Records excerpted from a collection
(begin)

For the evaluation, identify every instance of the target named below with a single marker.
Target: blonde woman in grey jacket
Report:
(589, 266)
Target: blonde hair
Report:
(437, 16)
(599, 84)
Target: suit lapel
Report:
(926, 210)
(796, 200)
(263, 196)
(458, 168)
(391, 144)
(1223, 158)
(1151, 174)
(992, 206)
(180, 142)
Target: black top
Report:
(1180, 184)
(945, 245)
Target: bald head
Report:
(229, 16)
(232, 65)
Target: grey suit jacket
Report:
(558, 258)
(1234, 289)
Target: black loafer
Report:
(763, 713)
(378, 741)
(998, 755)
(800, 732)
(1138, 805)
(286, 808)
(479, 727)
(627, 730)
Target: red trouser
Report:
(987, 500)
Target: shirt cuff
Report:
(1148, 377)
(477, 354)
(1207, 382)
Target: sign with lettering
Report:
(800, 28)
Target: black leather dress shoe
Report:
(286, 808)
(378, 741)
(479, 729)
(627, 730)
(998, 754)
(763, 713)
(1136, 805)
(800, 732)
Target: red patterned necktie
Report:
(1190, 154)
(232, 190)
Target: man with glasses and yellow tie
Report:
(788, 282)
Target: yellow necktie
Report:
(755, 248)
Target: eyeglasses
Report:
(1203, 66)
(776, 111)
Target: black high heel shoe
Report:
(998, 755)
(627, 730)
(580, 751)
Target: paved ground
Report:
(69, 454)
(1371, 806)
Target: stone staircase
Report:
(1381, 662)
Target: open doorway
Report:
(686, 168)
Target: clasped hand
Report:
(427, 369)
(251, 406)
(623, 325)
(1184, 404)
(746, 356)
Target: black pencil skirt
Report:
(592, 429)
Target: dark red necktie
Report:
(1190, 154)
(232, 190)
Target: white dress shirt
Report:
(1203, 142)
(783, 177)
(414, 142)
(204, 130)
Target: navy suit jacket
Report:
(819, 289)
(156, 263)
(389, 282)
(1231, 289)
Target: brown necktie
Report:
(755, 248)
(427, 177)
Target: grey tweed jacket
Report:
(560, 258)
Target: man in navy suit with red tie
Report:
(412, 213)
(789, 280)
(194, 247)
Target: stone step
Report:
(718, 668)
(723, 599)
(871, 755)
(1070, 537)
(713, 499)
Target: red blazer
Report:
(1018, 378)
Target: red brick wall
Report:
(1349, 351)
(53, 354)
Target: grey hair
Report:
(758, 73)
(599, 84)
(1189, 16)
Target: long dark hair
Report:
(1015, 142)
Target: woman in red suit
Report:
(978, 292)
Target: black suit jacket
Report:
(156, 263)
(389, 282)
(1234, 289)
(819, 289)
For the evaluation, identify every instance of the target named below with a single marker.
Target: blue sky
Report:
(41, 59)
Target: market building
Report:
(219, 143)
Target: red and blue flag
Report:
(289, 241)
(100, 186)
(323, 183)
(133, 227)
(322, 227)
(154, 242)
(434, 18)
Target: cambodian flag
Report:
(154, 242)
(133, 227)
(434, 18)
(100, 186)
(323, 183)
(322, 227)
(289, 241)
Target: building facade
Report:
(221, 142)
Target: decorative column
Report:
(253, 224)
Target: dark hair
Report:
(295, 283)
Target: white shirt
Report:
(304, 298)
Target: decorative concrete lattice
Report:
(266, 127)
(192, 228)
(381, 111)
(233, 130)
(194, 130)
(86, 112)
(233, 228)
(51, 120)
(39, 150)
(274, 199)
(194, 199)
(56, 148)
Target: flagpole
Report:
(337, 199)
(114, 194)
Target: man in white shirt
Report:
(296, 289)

(end)

= EXERCISE =
Return every line of the data above verbatim, from the first line to the last.

= PROBLEM SOLUTION =
For the evaluation, identify every instance of the target named below with a single marker.
Target: blonde woman in grey jacket
Report:
(589, 266)
Target: blonde hair
Report:
(437, 16)
(599, 84)
Target: suit lapel
Report:
(926, 210)
(796, 200)
(263, 196)
(458, 168)
(391, 144)
(1223, 158)
(1151, 174)
(992, 206)
(180, 142)
Target: black top
Report:
(1180, 184)
(945, 245)
Target: bald head
Report:
(229, 16)
(232, 65)
Target: grey suit jacket
Report:
(558, 258)
(1234, 289)
Target: black loafer
Report:
(763, 713)
(378, 741)
(998, 755)
(800, 732)
(1138, 805)
(286, 808)
(479, 727)
(627, 730)
Target: red trouser
Report:
(987, 500)
Target: shirt cuff
Report:
(1148, 377)
(477, 354)
(1207, 382)
Target: sign with lettering
Report:
(800, 28)
Target: black leather dress shoe
Report:
(286, 808)
(378, 741)
(479, 729)
(627, 730)
(998, 754)
(763, 713)
(1136, 805)
(800, 732)
Target: red patterned necktie
Report:
(1190, 154)
(232, 190)
Target: man with glasses and yellow tie
Report:
(788, 282)
Target: yellow necktie
Report:
(755, 248)
Target: eyeglasses
Report:
(1203, 66)
(776, 111)
Target: black high heel shoe
Report:
(998, 755)
(627, 730)
(580, 751)
Target: paved ground
Report:
(69, 454)
(1371, 806)
Target: stone staircase
Report:
(1381, 662)
Target: open doorway
Report:
(686, 168)
Target: clasped hand
Report:
(427, 369)
(251, 406)
(623, 325)
(1184, 404)
(746, 356)
Target: black pencil skirt
Report:
(592, 429)
Target: dark red necktie
Report:
(1190, 154)
(232, 190)
Target: white dress shirt
Report:
(1203, 142)
(783, 177)
(414, 142)
(204, 130)
Target: navy suit jacket
Report:
(819, 289)
(156, 263)
(389, 282)
(1231, 289)
Target: brown necktie
Report:
(755, 248)
(427, 177)
Target: grey tweed jacket
Report:
(560, 258)
Target: man in navy suit with red tie
Report:
(412, 213)
(789, 280)
(194, 247)
Target: stone step
Report:
(718, 668)
(723, 599)
(871, 755)
(1070, 537)
(713, 499)
Target: red blazer
Report:
(1018, 378)
Target: red brick wall
Report:
(1349, 351)
(53, 354)
Target: grey hair
Report:
(758, 73)
(599, 84)
(1189, 16)
Target: long dark hair
Report:
(1015, 142)
Target: woman in red suit
Report:
(978, 292)
Target: black suit jacket
Report:
(156, 263)
(389, 282)
(1234, 289)
(819, 289)
For the evaluation, identify every instance of the target named below with a single marker.
Target: blue sky
Report:
(41, 59)
Target: market building
Report:
(219, 143)
Target: red and blue flag
Report:
(289, 241)
(100, 186)
(323, 183)
(133, 227)
(322, 227)
(154, 242)
(434, 18)
Target: cambodian flag
Report:
(154, 242)
(133, 227)
(434, 18)
(100, 186)
(323, 183)
(322, 227)
(289, 241)
Target: building facade
Report:
(221, 142)
Target: decorative column
Report:
(253, 224)
Target: dark hair
Report:
(295, 283)
Target: white shirt
Report:
(304, 298)
Target: decorative concrete lattice
Report:
(266, 127)
(192, 228)
(381, 111)
(233, 130)
(194, 130)
(86, 112)
(233, 228)
(51, 120)
(39, 150)
(274, 199)
(194, 199)
(56, 148)
Target: flagpole
Report:
(337, 199)
(114, 194)
Target: man in white shirt
Report:
(296, 289)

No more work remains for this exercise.